We use a logical timestamp (the number of cache references). Each time we access a cache slot, we set the slot's timestamp to the current reference count. To find the LRU slot, we look for the slot with the smallest timestamp — this is the slot accessed least recently.

First, look for an unused slot (cold miss). If all slots are valid, pick the slot with the oldest timestamp (hot miss):

fn find_lru_slot(slots: &mut [CacheSlot]) -> &mut CacheSlot {
    // First, look for an invalid (unused) slot
    for slot in slots.iter_mut() {
        if !slot.valid {
            return slot;
        }
    }

    // All valid — find slot with oldest timestamp
    let mut lru_index = 0;
    let mut min_timestamp = u64::MAX;

    for (i, slot) in slots.iter().enumerate() {
        if slot.timestamp < min_timestamp {
            min_timestamp = slot.timestamp;
            lru_index = i;
        }
    }

    &mut slots[lru_index]
}

Trade-offs¶

Aspect	Fully-Associative
Hit Rate	Highest (no conflict misses)

### EXERCISES TO COMPLETE
- 1) In the cache passage, what serves as the logical timestamp?
- 2) Please print the cache passage word for word, beginning at the words "for (i, slot)" and stopping after "(no conflict misses)".

### MATERIAL PROVIDED
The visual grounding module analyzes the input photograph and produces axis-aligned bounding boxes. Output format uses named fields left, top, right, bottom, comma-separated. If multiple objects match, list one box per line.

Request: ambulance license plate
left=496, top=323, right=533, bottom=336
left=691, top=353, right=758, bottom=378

### OUTPUTS BY TASK
- 1) The number of cache references.

- 2)
for (i, slot) in slots.iter().enumerate() {
        if slot.timestamp < min_timestamp {
            min_timestamp = slot.timestamp;
            lru_index = i;
        }
    }

    &mut slots[lru_index]
}

Trade-offs¶

Aspect	Fully-Associative
Hit Rate	Highest (no conflict misses)